DO THIS — Edit the stretch from the line containing "of the pile" through the end of the entries: replace "hind leg" with "front leg" and leave everything else the same.

+++ RECORDS TO USE

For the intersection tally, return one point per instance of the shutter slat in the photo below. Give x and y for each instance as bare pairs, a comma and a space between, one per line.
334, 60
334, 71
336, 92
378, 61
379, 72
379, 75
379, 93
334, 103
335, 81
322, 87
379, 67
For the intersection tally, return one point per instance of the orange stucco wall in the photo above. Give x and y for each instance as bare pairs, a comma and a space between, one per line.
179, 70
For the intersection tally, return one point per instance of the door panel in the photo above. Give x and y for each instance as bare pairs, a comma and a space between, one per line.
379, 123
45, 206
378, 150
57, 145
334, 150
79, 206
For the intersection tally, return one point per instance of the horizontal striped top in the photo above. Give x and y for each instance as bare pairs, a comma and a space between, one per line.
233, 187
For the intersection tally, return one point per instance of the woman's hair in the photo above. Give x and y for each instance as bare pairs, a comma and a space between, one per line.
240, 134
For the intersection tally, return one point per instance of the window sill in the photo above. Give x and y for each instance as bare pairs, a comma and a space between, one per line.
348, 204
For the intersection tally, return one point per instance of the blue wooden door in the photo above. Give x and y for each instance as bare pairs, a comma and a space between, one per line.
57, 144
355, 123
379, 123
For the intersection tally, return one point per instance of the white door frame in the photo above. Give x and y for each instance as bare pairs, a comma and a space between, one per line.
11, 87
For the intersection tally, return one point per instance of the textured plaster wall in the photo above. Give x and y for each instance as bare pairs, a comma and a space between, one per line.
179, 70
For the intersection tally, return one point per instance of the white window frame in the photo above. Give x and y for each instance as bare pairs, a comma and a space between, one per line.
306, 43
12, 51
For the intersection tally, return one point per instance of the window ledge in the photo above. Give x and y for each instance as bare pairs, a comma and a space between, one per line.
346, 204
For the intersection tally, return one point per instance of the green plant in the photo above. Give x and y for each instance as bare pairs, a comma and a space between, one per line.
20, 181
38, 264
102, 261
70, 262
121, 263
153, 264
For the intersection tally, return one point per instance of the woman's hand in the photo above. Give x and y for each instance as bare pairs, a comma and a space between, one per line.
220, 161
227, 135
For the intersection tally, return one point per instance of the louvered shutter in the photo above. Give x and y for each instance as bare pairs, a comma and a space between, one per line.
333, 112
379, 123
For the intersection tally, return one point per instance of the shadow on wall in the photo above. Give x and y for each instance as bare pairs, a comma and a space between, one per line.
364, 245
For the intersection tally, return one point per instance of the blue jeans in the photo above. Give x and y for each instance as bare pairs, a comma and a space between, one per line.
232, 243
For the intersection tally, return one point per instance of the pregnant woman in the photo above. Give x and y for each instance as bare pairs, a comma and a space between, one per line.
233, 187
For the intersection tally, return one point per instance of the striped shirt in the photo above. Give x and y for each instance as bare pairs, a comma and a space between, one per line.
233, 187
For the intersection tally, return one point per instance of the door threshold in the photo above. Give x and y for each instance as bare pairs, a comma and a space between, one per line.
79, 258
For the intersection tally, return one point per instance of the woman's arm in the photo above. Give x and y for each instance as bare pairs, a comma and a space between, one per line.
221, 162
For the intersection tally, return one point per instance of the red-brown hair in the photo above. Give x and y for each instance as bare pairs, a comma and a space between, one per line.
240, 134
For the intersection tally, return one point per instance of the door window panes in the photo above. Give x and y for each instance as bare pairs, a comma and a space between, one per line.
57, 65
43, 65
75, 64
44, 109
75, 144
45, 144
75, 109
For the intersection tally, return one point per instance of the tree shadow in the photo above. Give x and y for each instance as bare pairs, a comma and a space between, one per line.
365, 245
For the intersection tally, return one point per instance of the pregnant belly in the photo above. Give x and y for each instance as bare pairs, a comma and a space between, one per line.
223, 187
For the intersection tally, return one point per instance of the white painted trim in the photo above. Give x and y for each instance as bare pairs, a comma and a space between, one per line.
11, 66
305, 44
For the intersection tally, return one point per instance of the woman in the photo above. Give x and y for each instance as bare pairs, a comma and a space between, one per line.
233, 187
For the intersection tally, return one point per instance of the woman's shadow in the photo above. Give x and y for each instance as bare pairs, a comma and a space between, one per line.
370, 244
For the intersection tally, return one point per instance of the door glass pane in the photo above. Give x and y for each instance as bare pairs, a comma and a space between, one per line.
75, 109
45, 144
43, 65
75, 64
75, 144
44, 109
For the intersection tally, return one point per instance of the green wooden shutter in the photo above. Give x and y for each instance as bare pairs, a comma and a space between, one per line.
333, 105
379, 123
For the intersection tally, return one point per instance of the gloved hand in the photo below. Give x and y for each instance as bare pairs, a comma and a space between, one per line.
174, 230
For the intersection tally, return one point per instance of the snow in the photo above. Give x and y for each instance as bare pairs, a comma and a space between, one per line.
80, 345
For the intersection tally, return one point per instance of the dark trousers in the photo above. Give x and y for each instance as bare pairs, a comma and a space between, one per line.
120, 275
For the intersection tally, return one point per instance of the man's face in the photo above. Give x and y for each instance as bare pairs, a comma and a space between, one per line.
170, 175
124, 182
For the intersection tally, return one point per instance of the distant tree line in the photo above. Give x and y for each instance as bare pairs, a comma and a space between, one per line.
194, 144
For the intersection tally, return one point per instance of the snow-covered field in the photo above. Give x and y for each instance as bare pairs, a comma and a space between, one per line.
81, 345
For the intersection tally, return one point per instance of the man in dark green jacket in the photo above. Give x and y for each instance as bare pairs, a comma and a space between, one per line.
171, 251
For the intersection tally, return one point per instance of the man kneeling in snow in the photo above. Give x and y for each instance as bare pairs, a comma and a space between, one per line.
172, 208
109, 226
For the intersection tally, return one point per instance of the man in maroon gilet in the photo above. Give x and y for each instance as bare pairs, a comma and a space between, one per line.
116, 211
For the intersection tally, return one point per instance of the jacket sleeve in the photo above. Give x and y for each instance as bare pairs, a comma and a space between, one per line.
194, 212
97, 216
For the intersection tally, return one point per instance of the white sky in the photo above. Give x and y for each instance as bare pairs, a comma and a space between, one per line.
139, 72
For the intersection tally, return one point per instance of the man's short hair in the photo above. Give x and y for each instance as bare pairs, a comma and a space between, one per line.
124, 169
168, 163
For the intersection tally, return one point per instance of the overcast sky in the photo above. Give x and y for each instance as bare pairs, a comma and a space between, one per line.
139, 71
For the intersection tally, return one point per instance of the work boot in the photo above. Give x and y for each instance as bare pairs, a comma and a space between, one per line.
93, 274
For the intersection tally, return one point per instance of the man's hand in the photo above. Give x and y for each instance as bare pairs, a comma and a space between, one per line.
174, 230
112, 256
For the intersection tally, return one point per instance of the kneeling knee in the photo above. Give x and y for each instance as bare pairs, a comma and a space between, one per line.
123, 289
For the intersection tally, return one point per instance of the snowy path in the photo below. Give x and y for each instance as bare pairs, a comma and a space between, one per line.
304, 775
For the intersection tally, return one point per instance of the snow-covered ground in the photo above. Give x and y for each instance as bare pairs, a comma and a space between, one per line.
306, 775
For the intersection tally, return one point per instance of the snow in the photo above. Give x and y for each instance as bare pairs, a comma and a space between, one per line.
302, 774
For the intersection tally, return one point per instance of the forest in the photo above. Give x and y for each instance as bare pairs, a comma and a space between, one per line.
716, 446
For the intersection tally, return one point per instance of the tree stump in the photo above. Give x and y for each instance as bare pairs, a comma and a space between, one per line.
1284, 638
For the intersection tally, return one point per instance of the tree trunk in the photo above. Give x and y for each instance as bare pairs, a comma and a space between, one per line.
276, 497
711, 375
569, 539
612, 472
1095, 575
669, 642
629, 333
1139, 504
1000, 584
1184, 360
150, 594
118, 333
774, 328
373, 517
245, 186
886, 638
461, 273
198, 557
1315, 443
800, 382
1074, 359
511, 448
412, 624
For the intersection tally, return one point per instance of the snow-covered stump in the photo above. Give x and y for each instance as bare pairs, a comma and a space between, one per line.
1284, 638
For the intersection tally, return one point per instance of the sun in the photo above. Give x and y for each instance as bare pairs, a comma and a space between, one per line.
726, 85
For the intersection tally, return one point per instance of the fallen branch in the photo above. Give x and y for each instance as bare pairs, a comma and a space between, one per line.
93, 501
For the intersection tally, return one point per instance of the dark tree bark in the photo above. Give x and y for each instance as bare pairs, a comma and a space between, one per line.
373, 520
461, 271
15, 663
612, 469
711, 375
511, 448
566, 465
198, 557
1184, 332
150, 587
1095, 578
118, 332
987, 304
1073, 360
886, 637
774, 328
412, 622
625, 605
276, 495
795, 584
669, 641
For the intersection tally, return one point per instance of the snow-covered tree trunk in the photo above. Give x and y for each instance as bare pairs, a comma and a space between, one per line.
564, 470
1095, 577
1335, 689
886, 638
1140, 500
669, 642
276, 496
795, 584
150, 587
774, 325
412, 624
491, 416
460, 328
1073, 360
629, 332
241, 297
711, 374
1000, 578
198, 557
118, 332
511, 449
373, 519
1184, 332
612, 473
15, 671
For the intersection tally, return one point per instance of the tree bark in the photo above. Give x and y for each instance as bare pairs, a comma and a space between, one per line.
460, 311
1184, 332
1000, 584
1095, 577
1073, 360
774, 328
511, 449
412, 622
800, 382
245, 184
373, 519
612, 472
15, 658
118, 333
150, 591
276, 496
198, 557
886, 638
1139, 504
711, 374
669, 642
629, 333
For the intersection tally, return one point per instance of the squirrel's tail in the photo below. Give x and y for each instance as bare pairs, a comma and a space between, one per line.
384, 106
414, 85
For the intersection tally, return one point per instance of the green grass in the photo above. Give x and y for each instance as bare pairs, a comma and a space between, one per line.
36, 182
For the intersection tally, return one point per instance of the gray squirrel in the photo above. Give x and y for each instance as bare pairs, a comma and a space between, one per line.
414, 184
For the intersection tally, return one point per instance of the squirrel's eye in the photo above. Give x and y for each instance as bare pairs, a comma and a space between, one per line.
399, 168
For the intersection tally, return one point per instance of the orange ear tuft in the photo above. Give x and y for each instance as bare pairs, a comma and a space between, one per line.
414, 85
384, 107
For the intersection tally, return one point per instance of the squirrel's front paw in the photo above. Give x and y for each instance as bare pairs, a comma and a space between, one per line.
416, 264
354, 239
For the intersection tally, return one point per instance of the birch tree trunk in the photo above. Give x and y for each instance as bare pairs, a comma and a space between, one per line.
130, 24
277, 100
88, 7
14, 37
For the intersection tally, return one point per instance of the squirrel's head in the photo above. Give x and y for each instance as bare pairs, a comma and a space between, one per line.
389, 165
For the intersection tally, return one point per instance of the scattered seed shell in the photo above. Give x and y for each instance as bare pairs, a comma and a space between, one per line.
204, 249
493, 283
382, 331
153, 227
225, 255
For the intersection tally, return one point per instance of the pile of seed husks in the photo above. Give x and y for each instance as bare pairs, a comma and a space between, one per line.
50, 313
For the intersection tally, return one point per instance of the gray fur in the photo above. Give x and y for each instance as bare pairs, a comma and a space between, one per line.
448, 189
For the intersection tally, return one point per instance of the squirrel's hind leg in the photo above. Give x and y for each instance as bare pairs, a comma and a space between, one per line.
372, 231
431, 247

++++++

SOLUTION FOR THIS EXERCISE —
For the intersection tally, return one point per instance of the pile of seed husks in the photo above. Give x and y for each instance as bare pairs, a comma and a space between, one per line.
50, 313
For the intersection tally, return one point per instance of the gray fur in the photo above. Give x and y for each instance as bare pairs, a comma and a space between, one per line.
448, 189
For the intersection tally, return one point per instance of the squirrel's front leg in the photo above. Give x and y for each instance as bare pairs, a comma and a space between, one per line.
372, 231
431, 247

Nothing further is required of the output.